Please carry on the forum comment about Starfield's reception from the point where it ends.

READING TEXT
START

This will sound weird, but I believe these complaints stem from a place of love for Bethesda’s games. People know that Bethesda is capable of so much more, and that’s why they are so passionate. Other game companies don’t inspire this level of passion. Hence why I feel it is reminiscent of the negativity that surrounded Cyberpunk 2077. Both games were genuinely good, but they felt generic, safe, and they were overhyped and well below the potential of their respective developers.
The negativity doesn’t make it a bad game, it really is a lot of fun. But it is warrented all the same.
P.S.
I agree that some of the story lines in Starfield were fantastic, especially the faction quest lines.
Edit:
Someone replied to this and then deleted it saying something to the effect of, “Cyberpunk’s biggest issue is that it tried to run on old consoles, while Starfield’s biggest issue is that it feels old and outdated”.

END

DATA ROWS

START

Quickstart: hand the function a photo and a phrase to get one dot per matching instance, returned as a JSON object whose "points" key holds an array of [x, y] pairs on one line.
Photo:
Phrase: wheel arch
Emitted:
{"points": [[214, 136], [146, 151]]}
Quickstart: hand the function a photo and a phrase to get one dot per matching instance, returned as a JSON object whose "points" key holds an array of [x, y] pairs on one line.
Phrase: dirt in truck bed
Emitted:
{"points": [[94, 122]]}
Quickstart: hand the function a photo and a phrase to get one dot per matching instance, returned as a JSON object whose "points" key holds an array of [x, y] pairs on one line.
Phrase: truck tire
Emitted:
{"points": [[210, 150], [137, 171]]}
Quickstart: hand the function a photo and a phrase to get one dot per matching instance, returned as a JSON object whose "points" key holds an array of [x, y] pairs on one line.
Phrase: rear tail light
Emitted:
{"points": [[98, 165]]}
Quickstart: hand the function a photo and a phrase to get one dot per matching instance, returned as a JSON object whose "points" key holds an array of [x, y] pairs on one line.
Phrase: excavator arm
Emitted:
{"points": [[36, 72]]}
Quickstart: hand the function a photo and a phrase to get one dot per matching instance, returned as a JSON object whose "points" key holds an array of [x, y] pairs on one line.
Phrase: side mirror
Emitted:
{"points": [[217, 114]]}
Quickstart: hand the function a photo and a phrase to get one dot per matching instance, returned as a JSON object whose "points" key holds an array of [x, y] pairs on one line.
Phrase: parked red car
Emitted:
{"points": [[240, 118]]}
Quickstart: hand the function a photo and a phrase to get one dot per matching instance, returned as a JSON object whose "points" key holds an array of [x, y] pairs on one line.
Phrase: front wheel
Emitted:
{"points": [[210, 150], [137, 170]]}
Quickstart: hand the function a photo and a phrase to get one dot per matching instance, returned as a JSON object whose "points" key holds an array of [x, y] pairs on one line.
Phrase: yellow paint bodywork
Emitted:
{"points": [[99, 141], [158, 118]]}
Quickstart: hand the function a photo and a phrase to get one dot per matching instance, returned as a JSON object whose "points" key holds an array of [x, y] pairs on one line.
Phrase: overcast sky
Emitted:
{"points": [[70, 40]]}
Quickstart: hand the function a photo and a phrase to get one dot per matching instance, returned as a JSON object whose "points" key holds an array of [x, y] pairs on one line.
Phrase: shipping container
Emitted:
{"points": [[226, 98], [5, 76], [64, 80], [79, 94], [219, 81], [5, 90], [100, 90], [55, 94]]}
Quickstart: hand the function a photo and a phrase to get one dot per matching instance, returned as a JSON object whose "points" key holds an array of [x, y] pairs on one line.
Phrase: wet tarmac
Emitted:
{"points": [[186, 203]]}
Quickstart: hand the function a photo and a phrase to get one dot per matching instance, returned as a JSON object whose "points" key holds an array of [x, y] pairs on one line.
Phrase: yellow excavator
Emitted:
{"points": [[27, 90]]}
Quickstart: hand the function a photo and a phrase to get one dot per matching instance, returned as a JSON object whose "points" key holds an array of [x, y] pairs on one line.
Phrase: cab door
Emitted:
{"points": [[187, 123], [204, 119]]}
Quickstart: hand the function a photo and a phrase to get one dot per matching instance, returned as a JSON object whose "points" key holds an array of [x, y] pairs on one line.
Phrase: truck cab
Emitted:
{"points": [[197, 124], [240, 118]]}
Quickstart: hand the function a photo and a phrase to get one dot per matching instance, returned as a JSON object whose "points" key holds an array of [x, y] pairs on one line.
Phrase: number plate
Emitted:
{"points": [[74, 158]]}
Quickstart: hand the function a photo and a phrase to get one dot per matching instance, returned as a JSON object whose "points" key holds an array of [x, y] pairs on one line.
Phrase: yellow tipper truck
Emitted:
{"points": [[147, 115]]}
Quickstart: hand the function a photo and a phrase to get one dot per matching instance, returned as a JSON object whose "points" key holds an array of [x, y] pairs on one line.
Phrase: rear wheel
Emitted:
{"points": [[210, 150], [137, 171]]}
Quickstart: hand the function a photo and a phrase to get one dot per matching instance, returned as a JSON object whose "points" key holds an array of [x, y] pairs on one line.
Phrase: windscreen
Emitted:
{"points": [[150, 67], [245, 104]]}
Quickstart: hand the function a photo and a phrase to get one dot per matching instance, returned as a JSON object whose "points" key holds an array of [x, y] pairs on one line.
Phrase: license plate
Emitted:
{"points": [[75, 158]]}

END

WRITTEN ANSWER
Which in a lot of ways is very true. In adding my 2 cents regarding the “complaint dog pile” on Starfield, I only intended to compare the two games hype and lack of quality compared to what fans expect from their respective publishers as a way to explain why Starfield (and Cyberpunk) got more vocal hate than worse games.
I realize that my comment makes it sound like I’m saying both games have similar design issues, which I do not believe to be the case. Fwiw, I think Cyberpunk was a much more enjoyable and polished game than Starfield.
Ehhh I’m not sure cyberpunk is a great example in this regard. It was truly busted at launch. Sony forced CDPR to pull the game from PS4 listings, which is incredibly rare in general and completely unheard of for a AAA release. Not even NMS or Anthem got that treatment.
They only pulled the game off their stores because people were asking for refunds en masse, otherwise they would’ve happilly kept selling it like other platforms.
So was Witcher 3 at launch, but that doesn’t stop all the people with goldfish memory from sucking its dick either.
Cyberpunk’s launch shouldn’t even have been that much of a surprise. People set their expectations for Cyberpunk’s launch based on Witcher 3 after it had years of post-launch work put into it, not based on how Witcher 3 launched.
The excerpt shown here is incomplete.